- _PROVIDED ENTRIES_:
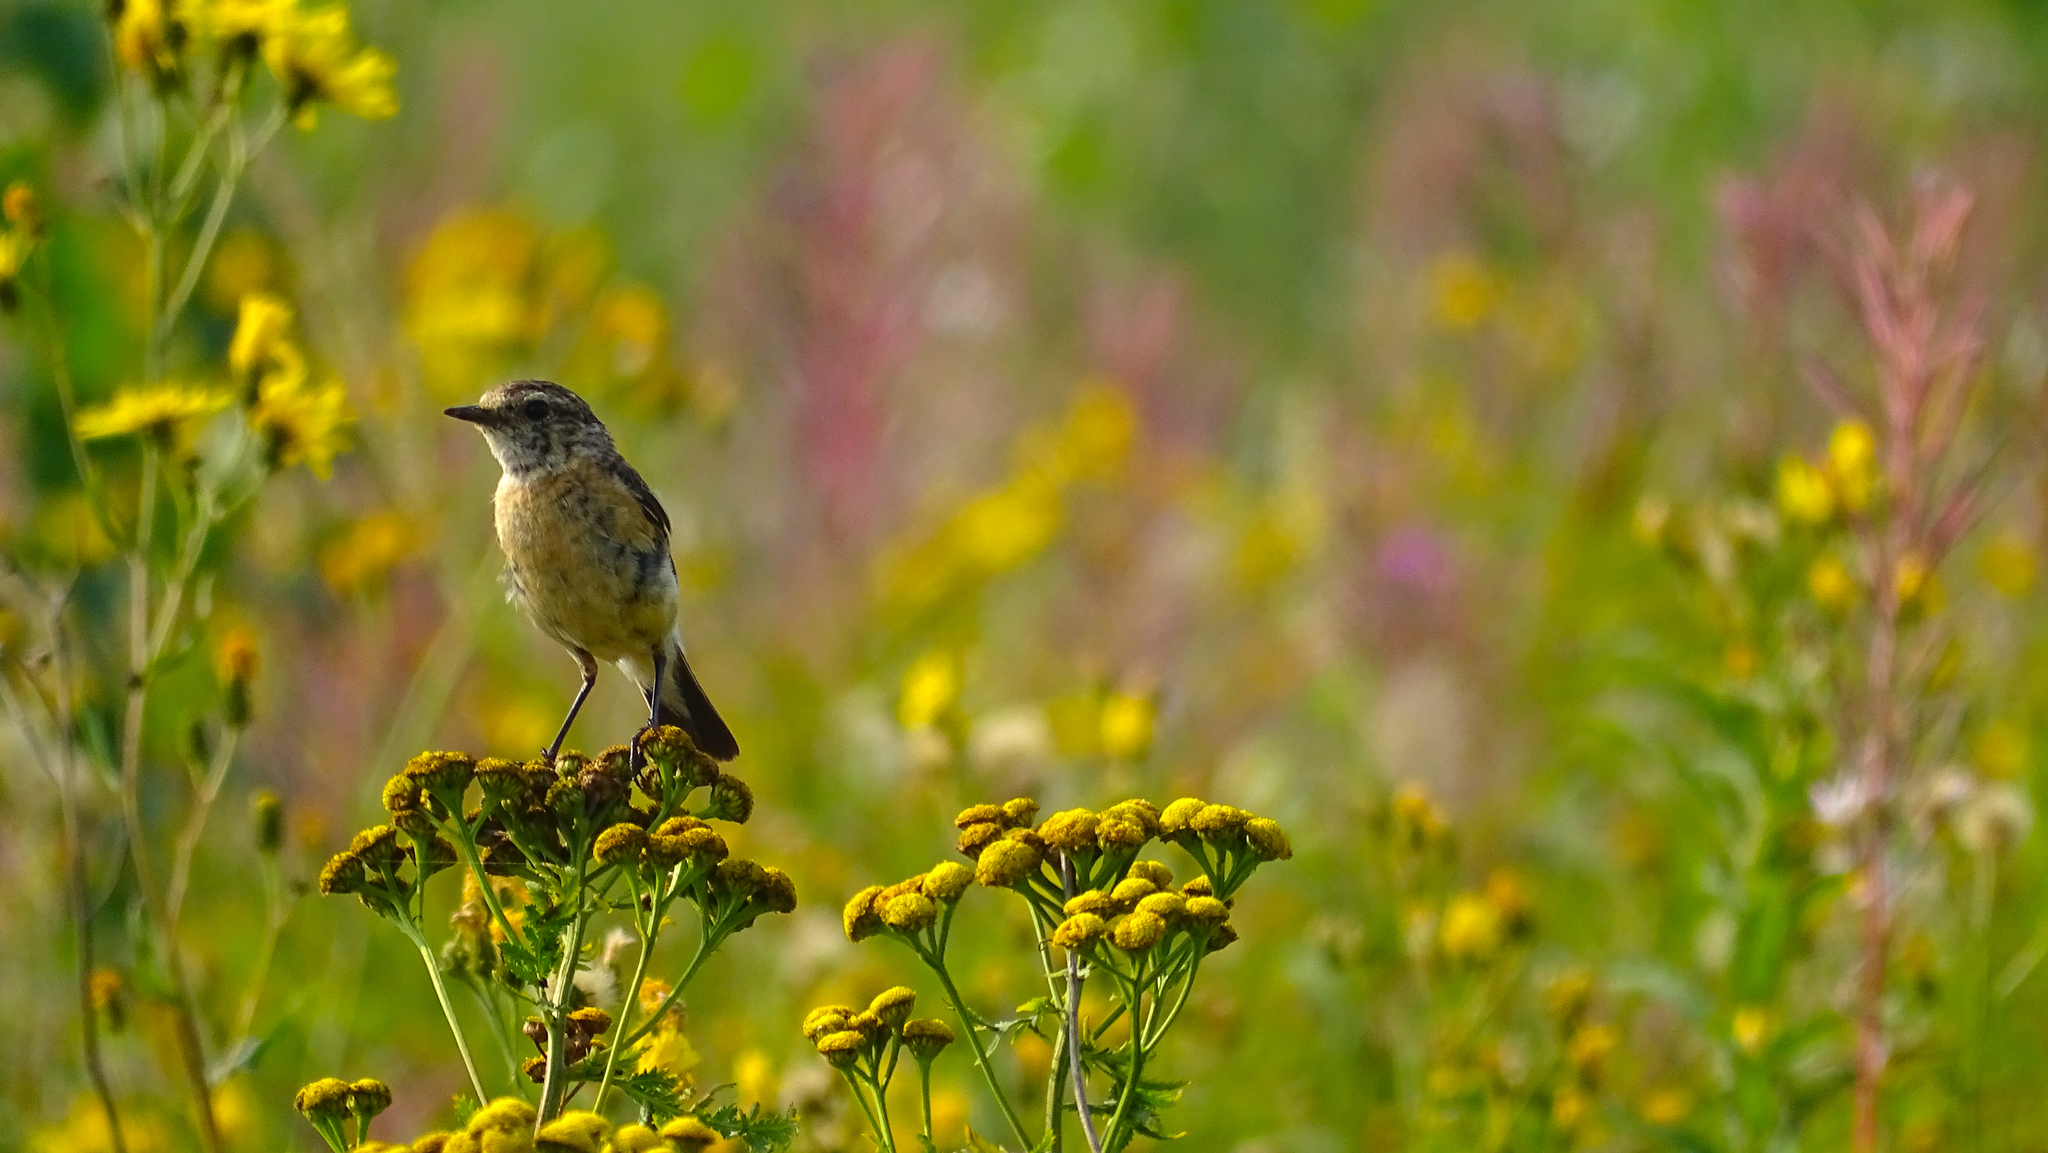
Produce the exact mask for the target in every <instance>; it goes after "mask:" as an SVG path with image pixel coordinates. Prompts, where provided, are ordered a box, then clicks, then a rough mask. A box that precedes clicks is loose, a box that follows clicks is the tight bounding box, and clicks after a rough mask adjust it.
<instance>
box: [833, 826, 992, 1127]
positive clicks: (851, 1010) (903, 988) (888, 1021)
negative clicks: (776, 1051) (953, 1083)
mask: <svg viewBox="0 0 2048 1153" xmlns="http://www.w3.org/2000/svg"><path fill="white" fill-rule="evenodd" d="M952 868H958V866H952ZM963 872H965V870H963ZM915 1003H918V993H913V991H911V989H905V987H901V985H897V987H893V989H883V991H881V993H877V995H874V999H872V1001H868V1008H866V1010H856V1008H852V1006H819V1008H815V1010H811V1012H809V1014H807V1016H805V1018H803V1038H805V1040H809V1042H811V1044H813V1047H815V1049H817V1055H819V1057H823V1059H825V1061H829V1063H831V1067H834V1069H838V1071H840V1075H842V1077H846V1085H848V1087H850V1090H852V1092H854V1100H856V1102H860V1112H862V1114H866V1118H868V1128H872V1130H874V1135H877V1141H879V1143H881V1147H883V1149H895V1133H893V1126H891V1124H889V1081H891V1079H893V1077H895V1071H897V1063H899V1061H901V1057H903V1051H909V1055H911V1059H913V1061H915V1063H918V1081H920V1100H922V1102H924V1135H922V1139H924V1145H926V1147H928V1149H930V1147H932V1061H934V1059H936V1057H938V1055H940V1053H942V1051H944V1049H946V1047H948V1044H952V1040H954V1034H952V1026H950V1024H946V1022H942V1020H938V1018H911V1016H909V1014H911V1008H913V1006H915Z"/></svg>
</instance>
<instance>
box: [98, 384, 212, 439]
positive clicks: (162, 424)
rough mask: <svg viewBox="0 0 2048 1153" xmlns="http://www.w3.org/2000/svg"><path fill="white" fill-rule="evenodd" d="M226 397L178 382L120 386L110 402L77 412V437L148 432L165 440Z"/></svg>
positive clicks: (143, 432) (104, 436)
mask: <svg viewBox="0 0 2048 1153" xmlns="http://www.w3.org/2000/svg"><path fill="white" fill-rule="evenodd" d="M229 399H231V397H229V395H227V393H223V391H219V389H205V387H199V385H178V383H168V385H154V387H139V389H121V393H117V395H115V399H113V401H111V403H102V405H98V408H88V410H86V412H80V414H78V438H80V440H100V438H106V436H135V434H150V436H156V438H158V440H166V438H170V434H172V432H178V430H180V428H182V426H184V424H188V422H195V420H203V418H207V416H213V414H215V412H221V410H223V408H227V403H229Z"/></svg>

---

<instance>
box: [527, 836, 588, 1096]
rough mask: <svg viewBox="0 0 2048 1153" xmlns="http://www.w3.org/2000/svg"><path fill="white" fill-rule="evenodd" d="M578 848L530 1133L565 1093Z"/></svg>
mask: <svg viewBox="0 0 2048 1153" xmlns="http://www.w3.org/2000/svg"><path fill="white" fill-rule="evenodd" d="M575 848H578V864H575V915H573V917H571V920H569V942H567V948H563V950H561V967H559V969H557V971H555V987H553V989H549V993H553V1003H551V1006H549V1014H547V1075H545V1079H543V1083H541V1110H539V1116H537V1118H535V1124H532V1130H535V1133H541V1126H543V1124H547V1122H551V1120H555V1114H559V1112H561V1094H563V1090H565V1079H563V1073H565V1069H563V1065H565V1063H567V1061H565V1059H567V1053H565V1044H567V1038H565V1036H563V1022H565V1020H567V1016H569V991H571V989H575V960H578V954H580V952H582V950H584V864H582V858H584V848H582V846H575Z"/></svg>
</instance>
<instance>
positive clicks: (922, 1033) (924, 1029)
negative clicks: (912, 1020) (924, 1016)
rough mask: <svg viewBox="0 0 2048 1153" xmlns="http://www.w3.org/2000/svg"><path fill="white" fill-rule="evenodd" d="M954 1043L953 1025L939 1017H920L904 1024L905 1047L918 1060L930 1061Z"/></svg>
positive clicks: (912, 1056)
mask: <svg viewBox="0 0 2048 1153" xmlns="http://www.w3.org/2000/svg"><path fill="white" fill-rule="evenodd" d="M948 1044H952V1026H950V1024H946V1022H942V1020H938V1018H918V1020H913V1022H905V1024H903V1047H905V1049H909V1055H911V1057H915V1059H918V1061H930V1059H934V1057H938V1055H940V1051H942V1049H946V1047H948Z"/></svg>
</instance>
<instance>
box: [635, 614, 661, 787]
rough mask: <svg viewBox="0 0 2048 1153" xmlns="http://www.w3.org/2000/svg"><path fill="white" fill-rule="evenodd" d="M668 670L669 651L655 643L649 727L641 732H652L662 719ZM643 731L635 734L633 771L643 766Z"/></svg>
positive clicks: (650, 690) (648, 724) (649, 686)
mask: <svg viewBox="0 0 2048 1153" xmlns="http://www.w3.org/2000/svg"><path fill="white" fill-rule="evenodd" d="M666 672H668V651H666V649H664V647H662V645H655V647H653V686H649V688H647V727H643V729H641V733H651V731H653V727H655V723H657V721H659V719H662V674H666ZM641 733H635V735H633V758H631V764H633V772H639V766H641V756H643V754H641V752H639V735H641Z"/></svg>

- _TASK DESCRIPTION_: Transcribe the lines of the listing above, starting at the line that contains "Produce the exact" and ending at the line that contains "box: [833, 826, 992, 1127]", both included.

- _TASK SOLUTION_:
Produce the exact mask for the target in every <instance>; it goes after "mask:" as an SVG path with image pixel coordinates. Prompts, where provided, are ordered a box, then clicks, then a rough mask. A box that precedes clicks is loose, a box that follows clicks is the tight bounding box, and clicks after a rough mask adjust it.
<instance>
box: [833, 826, 992, 1127]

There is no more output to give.